**WORK ORDER 1:** According to the post on mental health, what further diagnosis did the writer receive after two years of suffering with the same symptoms?
**WORK ORDER 2:** For each statement, decide whether it agrees with the post on mental health. Answer yes or no, and quote the deciding words. (a) The song that Matt introduced is by Girl In Red. (b) The therapist gave no warning about bad days. (c) The more aggressive symptoms came during the summer months.

**PAGE EXTRACT:**
****************************************

Through therapy, I was gradually able to have more good days than bad. Sometimes I got by with a little bit of focus and determination, and other times I’d have to admit that the OCD had won. Fortunately, my therapist had already warned me that there will be good days and bad days in my fight against depression and anxiety, and so sort of anticipated them anyway.
When the really dark days set in during the winter months, sometimes even more aggressive symptoms came about. Sometimes I’d feel a tense, itching sensation and have an unrelenting urge to cut them, anything to make the pain go away. I’d sob and cry and claw at my skin, willing myself to make it through each new day.
After two years of suffering with those same horrific symptoms, I was handed another damning diagnosis- Seasonal Affective Disorder, or SAD.
The problem with mental health disorders is that they affect us all differently, and each time I experienced a new symptom, I was usually just met blank stares and sympathetic nods. Nobody really understood me, and even fewer could or would relate, which really gets me back to my leading question;
Are we really talking about our mental health? Or are we simply deflecting it? Why are we so afraid to admit that we struggle ourselves?
Quite often when we talk about tackling mental health, we talk about helping other people manage their own inner demons. We might nod and agree with one another, but it is seldom that most people are ever really willing to talk about their own darkest feelings. Instead, we deflect the problem away from ourselves and back onto the task at hand.
Yesterday, Matt introduced me to a song that recently entered the charts. If you’ve never listened to it before, then this is “Serotonin” by Girl In Red:
What stood out to Matt, and to myself, is some of the lyrics in this song. This young lady describes having violent intrusive thoughts, intrusive thoughts just like me, like the ones that I’d often been getting myself.
So then, I was left with another agonizing question: Do I really have OCD, or was I just a bit… you know, stressed? Is it a mental disorder, or is it more likely to be emotional fatigue? Being a housewife, a carer and a dog mom were bound to be impacting me!
Have I really been pushed through months of gruelling therapy for something that so many people suffer from, but simply aren’t ready to admit?
How many other people are out there, taking medications with all kinds of horrendous side effects and in the hope that these thoughts will eventually subside?
Why are we talking about mental health, but not our own experiences of it?
Why are we so afraid of admitting that sometimes we have these dark thoughts, too?
How can we say we care for one another, if we can’t be honest about ourselves?

****************************************

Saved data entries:
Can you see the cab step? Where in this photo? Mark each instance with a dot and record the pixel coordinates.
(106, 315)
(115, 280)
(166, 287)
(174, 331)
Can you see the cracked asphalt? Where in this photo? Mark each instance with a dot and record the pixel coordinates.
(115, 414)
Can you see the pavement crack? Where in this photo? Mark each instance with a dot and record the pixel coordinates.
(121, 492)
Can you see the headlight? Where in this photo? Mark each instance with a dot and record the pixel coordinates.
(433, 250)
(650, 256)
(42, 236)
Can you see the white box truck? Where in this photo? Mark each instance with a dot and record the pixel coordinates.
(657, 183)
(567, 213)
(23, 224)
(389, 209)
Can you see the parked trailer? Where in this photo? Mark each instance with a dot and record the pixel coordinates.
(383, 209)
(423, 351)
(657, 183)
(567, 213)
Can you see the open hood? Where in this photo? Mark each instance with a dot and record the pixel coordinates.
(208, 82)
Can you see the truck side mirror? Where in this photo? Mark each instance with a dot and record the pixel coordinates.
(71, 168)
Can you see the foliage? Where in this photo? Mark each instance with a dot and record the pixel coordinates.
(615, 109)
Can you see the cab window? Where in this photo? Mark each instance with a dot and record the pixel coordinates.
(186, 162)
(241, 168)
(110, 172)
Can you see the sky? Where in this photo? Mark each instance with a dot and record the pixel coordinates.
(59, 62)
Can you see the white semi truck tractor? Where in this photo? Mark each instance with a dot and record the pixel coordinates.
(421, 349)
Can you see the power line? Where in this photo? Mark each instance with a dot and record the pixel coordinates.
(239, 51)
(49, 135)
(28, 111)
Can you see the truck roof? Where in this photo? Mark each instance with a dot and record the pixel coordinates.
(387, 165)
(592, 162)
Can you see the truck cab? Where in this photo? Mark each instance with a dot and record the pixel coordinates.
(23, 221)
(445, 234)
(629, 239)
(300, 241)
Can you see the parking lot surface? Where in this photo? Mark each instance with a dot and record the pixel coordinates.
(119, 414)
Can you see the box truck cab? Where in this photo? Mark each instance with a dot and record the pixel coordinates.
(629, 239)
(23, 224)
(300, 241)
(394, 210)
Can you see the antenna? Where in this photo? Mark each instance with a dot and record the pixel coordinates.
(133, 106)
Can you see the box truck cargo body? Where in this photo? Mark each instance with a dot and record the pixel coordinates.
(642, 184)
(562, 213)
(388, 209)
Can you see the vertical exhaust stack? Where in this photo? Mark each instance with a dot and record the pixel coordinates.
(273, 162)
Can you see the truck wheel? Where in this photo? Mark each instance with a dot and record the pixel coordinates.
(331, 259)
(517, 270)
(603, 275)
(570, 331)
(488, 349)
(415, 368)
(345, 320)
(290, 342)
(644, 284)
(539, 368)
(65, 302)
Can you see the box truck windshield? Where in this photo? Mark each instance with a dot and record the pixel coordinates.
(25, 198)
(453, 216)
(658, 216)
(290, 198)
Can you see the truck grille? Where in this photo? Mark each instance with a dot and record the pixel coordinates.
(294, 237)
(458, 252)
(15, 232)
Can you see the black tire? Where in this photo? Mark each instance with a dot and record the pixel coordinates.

****************************************

**WRITTEN ANSWER 1:** Seasonal Affective Disorder, or SAD.

**WRITTEN ANSWER 2:**
(a) Yes: "this is “Serotonin” by Girl In Red"
(b) No: "my therapist had already warned me that there will be good days and bad days"
(c) No: "When the really dark days set in during the winter months"